START Exercise material

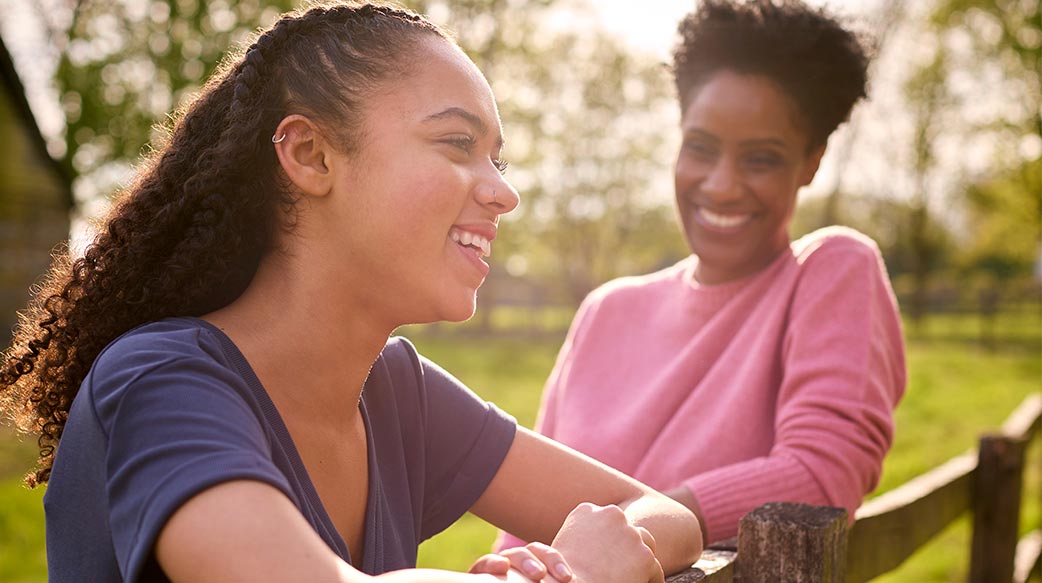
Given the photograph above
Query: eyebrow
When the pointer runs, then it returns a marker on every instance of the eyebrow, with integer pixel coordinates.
(462, 113)
(754, 142)
(466, 116)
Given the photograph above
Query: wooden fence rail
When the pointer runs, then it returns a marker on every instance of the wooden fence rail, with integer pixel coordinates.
(799, 543)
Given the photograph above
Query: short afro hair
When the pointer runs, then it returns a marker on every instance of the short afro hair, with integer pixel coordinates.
(811, 56)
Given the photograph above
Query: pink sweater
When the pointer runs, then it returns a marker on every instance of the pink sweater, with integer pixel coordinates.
(779, 386)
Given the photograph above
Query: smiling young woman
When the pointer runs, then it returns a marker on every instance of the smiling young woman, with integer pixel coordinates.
(759, 369)
(216, 373)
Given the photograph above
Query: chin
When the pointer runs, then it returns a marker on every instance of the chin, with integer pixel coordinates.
(461, 310)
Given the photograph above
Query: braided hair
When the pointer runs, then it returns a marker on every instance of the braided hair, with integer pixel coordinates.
(812, 57)
(191, 231)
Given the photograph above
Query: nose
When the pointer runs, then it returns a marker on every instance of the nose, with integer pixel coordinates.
(722, 180)
(499, 195)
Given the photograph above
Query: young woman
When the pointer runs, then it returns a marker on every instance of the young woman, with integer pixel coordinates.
(215, 372)
(758, 369)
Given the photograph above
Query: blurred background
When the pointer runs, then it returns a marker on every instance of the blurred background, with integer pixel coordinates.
(942, 166)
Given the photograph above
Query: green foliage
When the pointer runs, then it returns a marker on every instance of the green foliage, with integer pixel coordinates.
(1007, 221)
(585, 133)
(957, 390)
(127, 64)
(23, 557)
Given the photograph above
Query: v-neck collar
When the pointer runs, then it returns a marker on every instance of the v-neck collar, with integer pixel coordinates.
(371, 545)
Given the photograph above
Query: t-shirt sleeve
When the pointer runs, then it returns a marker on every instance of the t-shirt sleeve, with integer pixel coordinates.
(466, 440)
(178, 422)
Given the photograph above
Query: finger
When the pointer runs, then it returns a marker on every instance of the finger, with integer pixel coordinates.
(524, 560)
(555, 564)
(647, 538)
(491, 564)
(658, 575)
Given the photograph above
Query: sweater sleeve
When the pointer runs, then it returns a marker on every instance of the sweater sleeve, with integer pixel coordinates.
(843, 374)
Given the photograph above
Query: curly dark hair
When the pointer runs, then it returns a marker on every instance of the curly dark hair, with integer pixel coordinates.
(808, 53)
(189, 234)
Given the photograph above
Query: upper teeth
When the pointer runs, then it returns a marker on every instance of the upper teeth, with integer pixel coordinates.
(723, 220)
(467, 237)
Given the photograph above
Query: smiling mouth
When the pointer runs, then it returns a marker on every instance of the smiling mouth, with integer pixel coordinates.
(473, 242)
(721, 221)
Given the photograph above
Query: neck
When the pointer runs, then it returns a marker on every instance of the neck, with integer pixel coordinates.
(308, 347)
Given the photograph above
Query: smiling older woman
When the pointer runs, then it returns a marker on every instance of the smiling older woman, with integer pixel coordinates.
(216, 372)
(758, 369)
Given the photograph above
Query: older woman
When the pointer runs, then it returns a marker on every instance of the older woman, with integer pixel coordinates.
(216, 372)
(758, 369)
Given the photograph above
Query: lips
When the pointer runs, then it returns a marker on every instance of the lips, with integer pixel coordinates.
(476, 242)
(721, 222)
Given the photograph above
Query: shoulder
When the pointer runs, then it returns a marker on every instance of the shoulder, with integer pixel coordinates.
(834, 244)
(172, 360)
(156, 343)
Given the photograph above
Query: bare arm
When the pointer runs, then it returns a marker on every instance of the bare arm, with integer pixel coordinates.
(249, 531)
(541, 482)
(687, 498)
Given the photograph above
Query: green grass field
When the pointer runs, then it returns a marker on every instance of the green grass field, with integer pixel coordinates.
(957, 389)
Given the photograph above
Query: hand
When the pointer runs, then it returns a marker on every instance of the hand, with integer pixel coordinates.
(602, 547)
(537, 561)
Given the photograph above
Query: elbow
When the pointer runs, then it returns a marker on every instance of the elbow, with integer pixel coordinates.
(688, 542)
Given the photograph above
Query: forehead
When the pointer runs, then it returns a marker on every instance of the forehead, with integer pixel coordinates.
(441, 77)
(734, 103)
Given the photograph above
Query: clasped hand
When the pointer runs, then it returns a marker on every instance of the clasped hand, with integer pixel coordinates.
(595, 545)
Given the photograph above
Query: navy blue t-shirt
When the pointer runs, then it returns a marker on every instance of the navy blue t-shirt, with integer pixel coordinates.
(172, 408)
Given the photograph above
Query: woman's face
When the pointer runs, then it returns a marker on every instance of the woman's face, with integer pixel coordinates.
(742, 159)
(422, 195)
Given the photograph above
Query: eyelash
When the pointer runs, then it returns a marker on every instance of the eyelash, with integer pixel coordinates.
(467, 144)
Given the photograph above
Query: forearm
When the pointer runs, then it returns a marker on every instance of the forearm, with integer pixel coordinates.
(435, 576)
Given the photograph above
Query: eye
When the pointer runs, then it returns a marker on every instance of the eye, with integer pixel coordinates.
(464, 143)
(763, 161)
(700, 150)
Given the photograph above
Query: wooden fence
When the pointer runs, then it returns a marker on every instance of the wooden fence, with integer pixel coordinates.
(782, 542)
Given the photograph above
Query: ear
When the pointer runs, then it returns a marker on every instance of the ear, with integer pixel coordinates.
(811, 163)
(304, 155)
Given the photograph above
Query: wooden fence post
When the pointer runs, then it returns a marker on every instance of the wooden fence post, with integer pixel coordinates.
(792, 542)
(996, 508)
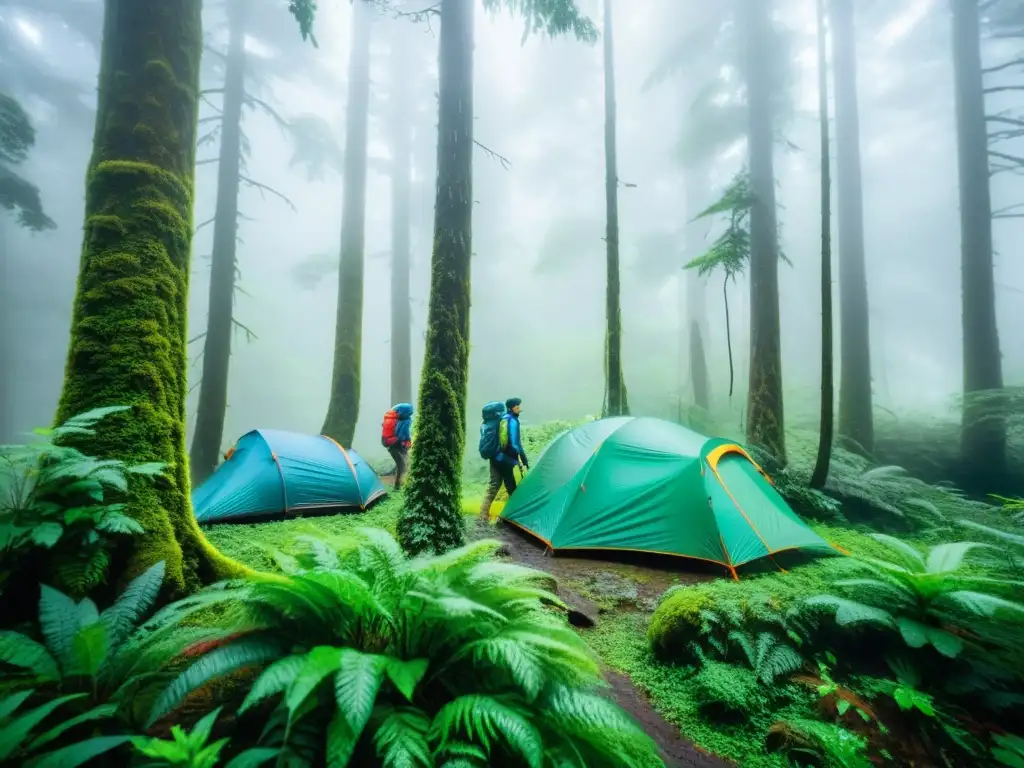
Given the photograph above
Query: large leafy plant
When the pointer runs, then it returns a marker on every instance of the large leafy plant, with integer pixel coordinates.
(928, 598)
(28, 735)
(117, 668)
(375, 658)
(53, 498)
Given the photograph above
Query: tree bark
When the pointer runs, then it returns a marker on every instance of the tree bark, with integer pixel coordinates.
(401, 159)
(432, 517)
(212, 408)
(615, 398)
(856, 421)
(983, 442)
(343, 410)
(820, 474)
(129, 322)
(765, 417)
(696, 307)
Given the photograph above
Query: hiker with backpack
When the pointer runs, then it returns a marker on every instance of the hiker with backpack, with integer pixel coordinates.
(501, 444)
(396, 436)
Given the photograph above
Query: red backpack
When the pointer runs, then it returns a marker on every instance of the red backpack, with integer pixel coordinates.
(387, 429)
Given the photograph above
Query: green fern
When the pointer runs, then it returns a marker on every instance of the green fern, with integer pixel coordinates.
(55, 498)
(381, 657)
(823, 741)
(926, 597)
(22, 740)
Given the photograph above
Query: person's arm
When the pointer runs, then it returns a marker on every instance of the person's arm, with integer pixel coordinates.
(516, 442)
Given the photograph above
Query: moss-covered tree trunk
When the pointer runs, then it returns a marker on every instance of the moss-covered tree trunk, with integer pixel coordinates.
(765, 422)
(401, 159)
(432, 517)
(6, 345)
(856, 421)
(984, 439)
(821, 464)
(343, 410)
(128, 327)
(615, 398)
(212, 408)
(696, 307)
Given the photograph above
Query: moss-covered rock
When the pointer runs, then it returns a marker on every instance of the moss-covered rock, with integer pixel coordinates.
(129, 323)
(676, 624)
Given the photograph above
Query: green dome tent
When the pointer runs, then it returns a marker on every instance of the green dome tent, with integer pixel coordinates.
(649, 485)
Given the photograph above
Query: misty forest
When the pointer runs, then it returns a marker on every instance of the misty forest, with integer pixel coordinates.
(344, 423)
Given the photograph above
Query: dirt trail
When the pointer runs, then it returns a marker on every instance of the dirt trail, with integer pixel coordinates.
(584, 584)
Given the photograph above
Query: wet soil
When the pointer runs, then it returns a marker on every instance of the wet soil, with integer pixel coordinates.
(593, 587)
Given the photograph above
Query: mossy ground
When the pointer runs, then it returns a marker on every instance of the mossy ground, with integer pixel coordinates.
(625, 595)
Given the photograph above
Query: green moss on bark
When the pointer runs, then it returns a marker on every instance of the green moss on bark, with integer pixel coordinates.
(128, 329)
(432, 517)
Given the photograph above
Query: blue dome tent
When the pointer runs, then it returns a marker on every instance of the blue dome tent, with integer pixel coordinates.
(270, 473)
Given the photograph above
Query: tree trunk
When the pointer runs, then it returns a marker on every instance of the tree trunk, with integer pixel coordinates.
(765, 418)
(820, 474)
(128, 327)
(615, 398)
(984, 440)
(696, 308)
(217, 346)
(856, 421)
(7, 363)
(343, 411)
(432, 517)
(401, 159)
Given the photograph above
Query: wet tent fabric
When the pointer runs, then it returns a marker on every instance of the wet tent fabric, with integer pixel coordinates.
(270, 472)
(650, 485)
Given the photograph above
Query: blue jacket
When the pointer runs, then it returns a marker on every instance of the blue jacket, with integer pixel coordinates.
(515, 453)
(403, 428)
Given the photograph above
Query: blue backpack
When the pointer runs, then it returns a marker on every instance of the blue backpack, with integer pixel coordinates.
(493, 414)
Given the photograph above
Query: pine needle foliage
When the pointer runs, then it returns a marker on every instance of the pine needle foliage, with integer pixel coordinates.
(371, 657)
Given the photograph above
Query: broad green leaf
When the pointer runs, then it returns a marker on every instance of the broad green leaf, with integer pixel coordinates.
(58, 621)
(77, 754)
(131, 604)
(14, 732)
(90, 648)
(355, 685)
(47, 534)
(317, 665)
(252, 758)
(97, 713)
(19, 650)
(276, 678)
(948, 557)
(9, 705)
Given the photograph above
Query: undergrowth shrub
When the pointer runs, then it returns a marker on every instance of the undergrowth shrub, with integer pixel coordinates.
(369, 656)
(56, 517)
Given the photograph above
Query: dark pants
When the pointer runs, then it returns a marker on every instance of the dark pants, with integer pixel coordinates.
(502, 473)
(399, 454)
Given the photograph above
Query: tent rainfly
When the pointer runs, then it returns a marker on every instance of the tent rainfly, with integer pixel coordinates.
(270, 473)
(650, 485)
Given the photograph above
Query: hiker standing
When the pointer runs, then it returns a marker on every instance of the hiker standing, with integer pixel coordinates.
(504, 451)
(396, 436)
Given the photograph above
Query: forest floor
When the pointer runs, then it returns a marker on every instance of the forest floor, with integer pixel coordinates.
(595, 591)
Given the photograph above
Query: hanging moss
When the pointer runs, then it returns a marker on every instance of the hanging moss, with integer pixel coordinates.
(128, 329)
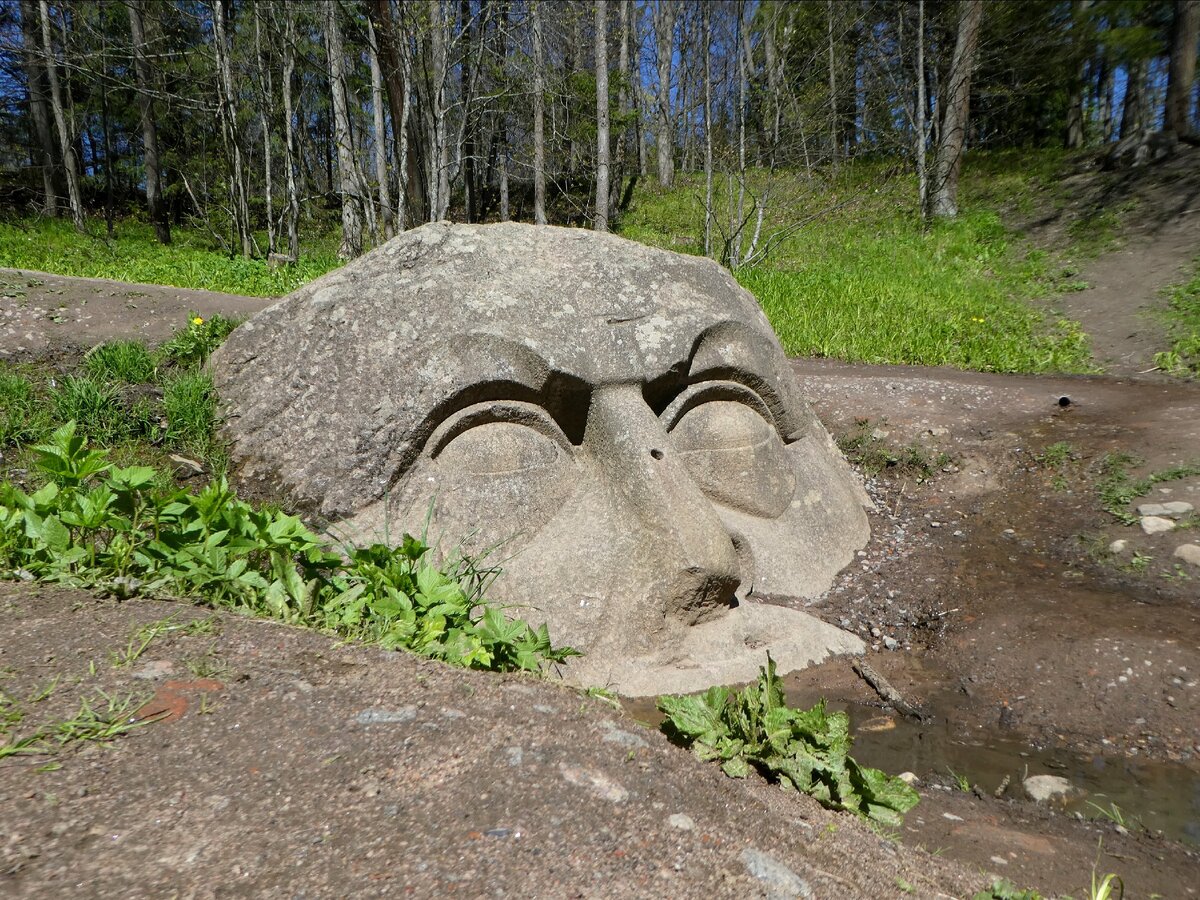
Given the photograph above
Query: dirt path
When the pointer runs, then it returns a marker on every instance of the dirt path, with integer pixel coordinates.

END Exercise material

**Set task:**
Return each line above that contains the string "fern", copied in full.

**Exercise output:**
Query: green fern
When the pointer runs, then it returns a marker on every instance of the green fern, with integer pixel coordinates.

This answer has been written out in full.